● **Given task**:
Rewrite everything from the line containing "[tag] river water (a dot for each instance)" down to the end of the listing, swapping "white sky" for "overcast sky" and leaving all else unchanged.

(Photo-based point labeling data)
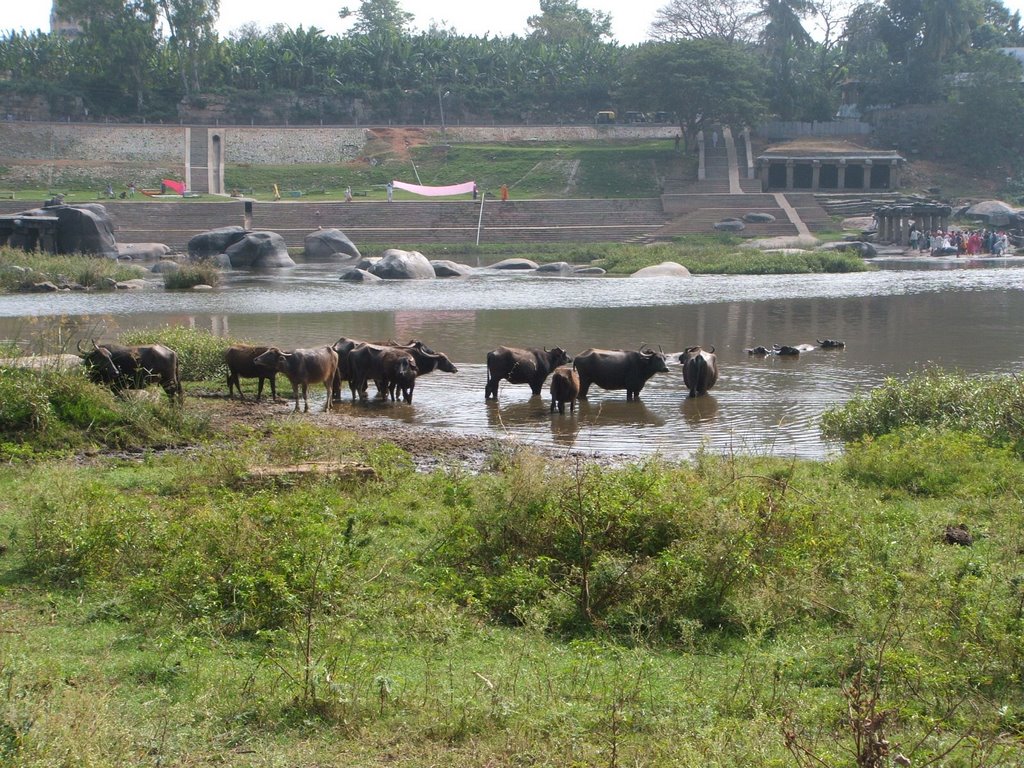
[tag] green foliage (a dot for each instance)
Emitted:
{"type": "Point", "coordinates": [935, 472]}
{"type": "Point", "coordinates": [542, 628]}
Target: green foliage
{"type": "Point", "coordinates": [721, 255]}
{"type": "Point", "coordinates": [189, 275]}
{"type": "Point", "coordinates": [988, 406]}
{"type": "Point", "coordinates": [928, 462]}
{"type": "Point", "coordinates": [201, 354]}
{"type": "Point", "coordinates": [56, 411]}
{"type": "Point", "coordinates": [19, 269]}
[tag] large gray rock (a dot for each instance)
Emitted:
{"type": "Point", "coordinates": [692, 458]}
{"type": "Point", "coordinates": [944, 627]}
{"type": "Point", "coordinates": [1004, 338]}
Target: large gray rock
{"type": "Point", "coordinates": [859, 247]}
{"type": "Point", "coordinates": [142, 251]}
{"type": "Point", "coordinates": [514, 264]}
{"type": "Point", "coordinates": [560, 268]}
{"type": "Point", "coordinates": [259, 251]}
{"type": "Point", "coordinates": [79, 228]}
{"type": "Point", "coordinates": [165, 265]}
{"type": "Point", "coordinates": [665, 269]}
{"type": "Point", "coordinates": [398, 264]}
{"type": "Point", "coordinates": [214, 242]}
{"type": "Point", "coordinates": [445, 268]}
{"type": "Point", "coordinates": [330, 245]}
{"type": "Point", "coordinates": [358, 275]}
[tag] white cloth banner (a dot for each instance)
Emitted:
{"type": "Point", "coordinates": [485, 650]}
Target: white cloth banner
{"type": "Point", "coordinates": [436, 192]}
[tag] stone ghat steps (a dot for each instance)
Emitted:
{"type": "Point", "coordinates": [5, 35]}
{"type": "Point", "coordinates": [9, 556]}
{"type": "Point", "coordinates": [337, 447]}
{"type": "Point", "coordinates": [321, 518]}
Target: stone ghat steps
{"type": "Point", "coordinates": [521, 221]}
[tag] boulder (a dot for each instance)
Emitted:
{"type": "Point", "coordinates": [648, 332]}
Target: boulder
{"type": "Point", "coordinates": [561, 268]}
{"type": "Point", "coordinates": [214, 242]}
{"type": "Point", "coordinates": [330, 245]}
{"type": "Point", "coordinates": [398, 264]}
{"type": "Point", "coordinates": [259, 250]}
{"type": "Point", "coordinates": [665, 269]}
{"type": "Point", "coordinates": [730, 225]}
{"type": "Point", "coordinates": [79, 228]}
{"type": "Point", "coordinates": [865, 250]}
{"type": "Point", "coordinates": [445, 268]}
{"type": "Point", "coordinates": [147, 251]}
{"type": "Point", "coordinates": [165, 265]}
{"type": "Point", "coordinates": [514, 264]}
{"type": "Point", "coordinates": [358, 275]}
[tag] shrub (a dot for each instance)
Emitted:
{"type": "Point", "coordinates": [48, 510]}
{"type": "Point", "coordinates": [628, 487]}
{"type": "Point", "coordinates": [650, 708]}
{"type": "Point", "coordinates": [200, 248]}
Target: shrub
{"type": "Point", "coordinates": [201, 354]}
{"type": "Point", "coordinates": [992, 407]}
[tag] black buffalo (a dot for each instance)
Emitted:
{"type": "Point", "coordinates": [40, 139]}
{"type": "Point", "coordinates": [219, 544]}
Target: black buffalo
{"type": "Point", "coordinates": [617, 369]}
{"type": "Point", "coordinates": [241, 360]}
{"type": "Point", "coordinates": [699, 370]}
{"type": "Point", "coordinates": [133, 367]}
{"type": "Point", "coordinates": [521, 367]}
{"type": "Point", "coordinates": [564, 388]}
{"type": "Point", "coordinates": [303, 367]}
{"type": "Point", "coordinates": [393, 369]}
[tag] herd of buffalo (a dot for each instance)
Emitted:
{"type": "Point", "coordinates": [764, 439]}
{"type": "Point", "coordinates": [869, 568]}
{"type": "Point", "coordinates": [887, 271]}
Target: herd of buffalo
{"type": "Point", "coordinates": [394, 368]}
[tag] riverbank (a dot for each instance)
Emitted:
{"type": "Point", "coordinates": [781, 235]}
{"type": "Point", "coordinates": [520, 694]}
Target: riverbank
{"type": "Point", "coordinates": [190, 606]}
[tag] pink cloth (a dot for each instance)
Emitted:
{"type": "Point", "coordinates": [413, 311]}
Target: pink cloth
{"type": "Point", "coordinates": [436, 192]}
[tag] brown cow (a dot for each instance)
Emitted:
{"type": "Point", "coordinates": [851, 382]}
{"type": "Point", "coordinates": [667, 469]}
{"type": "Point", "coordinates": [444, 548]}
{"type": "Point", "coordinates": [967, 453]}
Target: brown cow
{"type": "Point", "coordinates": [564, 388]}
{"type": "Point", "coordinates": [303, 367]}
{"type": "Point", "coordinates": [241, 360]}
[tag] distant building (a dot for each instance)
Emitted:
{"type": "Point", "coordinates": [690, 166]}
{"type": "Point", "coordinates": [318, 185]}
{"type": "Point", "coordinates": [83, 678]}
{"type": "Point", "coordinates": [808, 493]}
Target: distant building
{"type": "Point", "coordinates": [62, 25]}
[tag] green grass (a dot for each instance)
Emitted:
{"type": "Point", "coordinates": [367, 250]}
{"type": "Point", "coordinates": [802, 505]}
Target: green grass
{"type": "Point", "coordinates": [178, 609]}
{"type": "Point", "coordinates": [20, 269]}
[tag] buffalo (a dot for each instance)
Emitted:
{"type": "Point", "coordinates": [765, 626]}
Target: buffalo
{"type": "Point", "coordinates": [699, 370]}
{"type": "Point", "coordinates": [133, 367]}
{"type": "Point", "coordinates": [241, 360]}
{"type": "Point", "coordinates": [303, 367]}
{"type": "Point", "coordinates": [564, 388]}
{"type": "Point", "coordinates": [617, 369]}
{"type": "Point", "coordinates": [830, 343]}
{"type": "Point", "coordinates": [391, 368]}
{"type": "Point", "coordinates": [521, 367]}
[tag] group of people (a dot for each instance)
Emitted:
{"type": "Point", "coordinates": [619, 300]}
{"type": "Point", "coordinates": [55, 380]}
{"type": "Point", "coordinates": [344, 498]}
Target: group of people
{"type": "Point", "coordinates": [960, 243]}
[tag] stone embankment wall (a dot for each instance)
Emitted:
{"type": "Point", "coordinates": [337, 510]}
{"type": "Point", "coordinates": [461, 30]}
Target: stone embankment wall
{"type": "Point", "coordinates": [55, 155]}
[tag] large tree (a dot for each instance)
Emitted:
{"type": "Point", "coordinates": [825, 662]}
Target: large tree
{"type": "Point", "coordinates": [702, 81]}
{"type": "Point", "coordinates": [561, 20]}
{"type": "Point", "coordinates": [705, 19]}
{"type": "Point", "coordinates": [190, 26]}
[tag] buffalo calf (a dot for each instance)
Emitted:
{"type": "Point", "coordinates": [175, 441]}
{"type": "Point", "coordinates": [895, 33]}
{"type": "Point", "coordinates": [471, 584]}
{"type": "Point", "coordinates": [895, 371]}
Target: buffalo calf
{"type": "Point", "coordinates": [564, 388]}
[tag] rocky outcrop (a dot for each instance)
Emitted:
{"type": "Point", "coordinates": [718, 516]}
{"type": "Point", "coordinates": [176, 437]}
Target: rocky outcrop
{"type": "Point", "coordinates": [259, 251]}
{"type": "Point", "coordinates": [330, 245]}
{"type": "Point", "coordinates": [445, 268]}
{"type": "Point", "coordinates": [398, 264]}
{"type": "Point", "coordinates": [665, 269]}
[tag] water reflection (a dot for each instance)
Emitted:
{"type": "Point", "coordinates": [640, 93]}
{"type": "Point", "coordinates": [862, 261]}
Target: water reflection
{"type": "Point", "coordinates": [893, 322]}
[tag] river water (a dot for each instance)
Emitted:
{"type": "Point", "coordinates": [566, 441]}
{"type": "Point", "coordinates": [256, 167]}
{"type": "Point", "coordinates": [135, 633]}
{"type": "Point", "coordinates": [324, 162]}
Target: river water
{"type": "Point", "coordinates": [954, 313]}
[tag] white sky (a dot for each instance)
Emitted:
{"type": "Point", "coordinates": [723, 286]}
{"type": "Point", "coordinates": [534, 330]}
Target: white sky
{"type": "Point", "coordinates": [630, 18]}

● **The completed task**:
[tag] river water (a dot for each instance)
Emitted:
{"type": "Point", "coordinates": [566, 441]}
{"type": "Point", "coordinates": [256, 167]}
{"type": "Point", "coordinates": [135, 633]}
{"type": "Point", "coordinates": [324, 162]}
Target: river water
{"type": "Point", "coordinates": [954, 313]}
[tag] overcast sky (a dot for each instance)
Emitted:
{"type": "Point", "coordinates": [723, 286]}
{"type": "Point", "coordinates": [534, 330]}
Target: overcast sky
{"type": "Point", "coordinates": [630, 18]}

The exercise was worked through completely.